» **TEXT BLOCK**:

[Begin]

Longtime sports journalist Posnanski takes on a project fraught with the possibilities of controversy: ranking the 100 best baseball players of all time.

It would steal the author’s thunder to reveal his No. 1. However, writing about that player, Posnanski notes, “the greatest baseball player is the one who lifts you higher and makes you feel exactly like you did when you fell in love with this crazy game in the first place.” Working backward, his last-but-not-least place is occupied by Japanese outfielder Ichiro Suzuki, whose valiant hitting rivaled Pete Rose’s, mostly a base at a time. As for Rose, who comes in at No. 60, Posnanski writes, “here’s something people don’t often say about the young Pete Rose, but it’s true: The guy was breathtakingly fast.” Thus, in his first pro season, Rose stole 30 bases and hit 30 triples. That he was somewhat of a lout is noted but exaggerated. Posnanski skillfully weaves statistics into the narrative without spilling into geekdom, and he searches baseball history for his candidate pool while combing the records for just the right datum or quote: No. 10 Satchel Paige on No. 15 Josh Gibson: “You look for his weakness, and while you’re looking for it he’s liable to hit 45 home runs.” Several themes emerge, one being racial injustice. As Posnanski notes of “the greatest Negro Leagues players....people tend to talk about them as if there is some doubt about their greatness.” There’s not, as No. 94, Roy Campanella, among many others, illustrates. He was Sicilian, yes, but also Black, then reason enough to banish him to the minors until finally calling him up in 1948. Another significant theme is the importance of fathers in shaping players, from Mickey Mantle to Cal Ripken and even Rose. Posnanski’s account of how the Cy Young Award came about is alone worth the price of admission.

[End]

» **RECORD EXCERPTS**:
[Begin]

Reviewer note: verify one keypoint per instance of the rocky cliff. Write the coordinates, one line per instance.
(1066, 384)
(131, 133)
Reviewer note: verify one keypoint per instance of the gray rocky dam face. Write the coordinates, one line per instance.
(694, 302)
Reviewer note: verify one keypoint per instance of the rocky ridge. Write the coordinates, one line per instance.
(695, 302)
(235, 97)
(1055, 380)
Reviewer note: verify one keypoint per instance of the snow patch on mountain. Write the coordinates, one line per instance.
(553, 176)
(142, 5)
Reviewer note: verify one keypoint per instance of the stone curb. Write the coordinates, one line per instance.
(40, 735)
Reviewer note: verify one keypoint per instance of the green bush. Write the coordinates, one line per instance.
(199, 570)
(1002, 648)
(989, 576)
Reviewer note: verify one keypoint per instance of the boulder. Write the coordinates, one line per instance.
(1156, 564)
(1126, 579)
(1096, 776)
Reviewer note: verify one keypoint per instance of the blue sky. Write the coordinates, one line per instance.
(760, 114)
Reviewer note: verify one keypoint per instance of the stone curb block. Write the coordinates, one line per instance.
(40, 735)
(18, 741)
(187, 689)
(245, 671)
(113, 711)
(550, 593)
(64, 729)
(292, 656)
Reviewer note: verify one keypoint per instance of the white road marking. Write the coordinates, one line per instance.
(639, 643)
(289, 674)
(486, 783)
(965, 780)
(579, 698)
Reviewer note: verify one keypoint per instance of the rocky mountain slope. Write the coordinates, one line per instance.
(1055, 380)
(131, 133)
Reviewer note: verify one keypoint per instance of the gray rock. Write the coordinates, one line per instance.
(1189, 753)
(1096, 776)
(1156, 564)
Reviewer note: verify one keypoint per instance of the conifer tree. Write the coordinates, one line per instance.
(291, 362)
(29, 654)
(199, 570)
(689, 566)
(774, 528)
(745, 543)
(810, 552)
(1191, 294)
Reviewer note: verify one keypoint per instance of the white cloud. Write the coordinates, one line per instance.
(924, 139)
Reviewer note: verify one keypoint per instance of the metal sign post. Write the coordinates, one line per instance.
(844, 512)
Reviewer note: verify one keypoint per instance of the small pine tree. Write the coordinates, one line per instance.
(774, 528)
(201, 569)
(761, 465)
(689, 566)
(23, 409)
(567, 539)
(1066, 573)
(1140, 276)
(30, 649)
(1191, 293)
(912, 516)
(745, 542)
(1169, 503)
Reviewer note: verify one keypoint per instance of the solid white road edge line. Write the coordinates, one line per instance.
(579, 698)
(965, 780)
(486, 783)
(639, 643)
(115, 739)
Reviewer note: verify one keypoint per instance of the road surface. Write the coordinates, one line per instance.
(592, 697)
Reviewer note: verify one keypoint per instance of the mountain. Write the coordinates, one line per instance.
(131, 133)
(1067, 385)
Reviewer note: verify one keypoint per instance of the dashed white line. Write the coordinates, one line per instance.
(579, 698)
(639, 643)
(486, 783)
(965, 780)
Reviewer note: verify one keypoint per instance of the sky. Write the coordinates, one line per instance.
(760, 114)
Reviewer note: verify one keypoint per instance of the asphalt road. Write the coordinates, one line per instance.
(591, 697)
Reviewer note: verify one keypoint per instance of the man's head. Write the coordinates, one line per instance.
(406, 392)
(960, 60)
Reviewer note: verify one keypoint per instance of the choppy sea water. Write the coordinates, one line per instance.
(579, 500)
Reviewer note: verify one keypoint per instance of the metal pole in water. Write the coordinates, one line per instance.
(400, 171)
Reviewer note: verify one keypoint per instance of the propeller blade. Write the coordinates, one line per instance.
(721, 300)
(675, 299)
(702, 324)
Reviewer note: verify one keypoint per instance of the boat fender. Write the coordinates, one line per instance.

[End]

» **DIRECTIONS**:
a. Echo the part of the baseball review between "Longtime sports journalist" and "of all time.", inclusive.
b. In the baseball review, what number does Pete Rose hold in Posnanski's ranking?
c. Turn the paragraph of the baseball review that begins "It would steal the author's thunder" into a list that keeps its main facts.
The entries have nothing to do with the baseball review.

» **ANSWERS PROVIDED**:
a.
Longtime sports journalist Posnanski takes on a project fraught with the possibilities of controversy: ranking the 100 best baseball players of all time.

b. No. 60

c.
- The review doesn't reveal Posnanski's No. 1 player. It quotes his view that the greatest player lifts you higher and makes you feel as you did when you first fell in love with the game.
- Last place goes to Japanese outfielder Ichiro Suzuki, whose hitting rivaled Pete Rose's, mostly a base at a time.
- Rose, at No. 60, was breathtakingly fast when young. In his first pro season he stole 30 bases and hit 30 triples. His being somewhat of a lout is noted but exaggerated.
- Posnanski weaves statistics into the narrative without spilling into geekdom. He searches baseball history for candidates and the right datum or quote, such as No. 10 Satchel Paige on No. 15 Josh Gibson.
- One theme is racial injustice. There is no doubt about the greatness of Negro Leagues players, as No. 94 Roy Campanella illustrates. He was kept in the minors for being Black until he was called up in 1948.
- Another theme is the importance of fathers in shaping players, from Mickey Mantle to Cal Ripken and even Rose.
- Posnanski's account of how the Cy Young Award came about is alone worth the price of admission.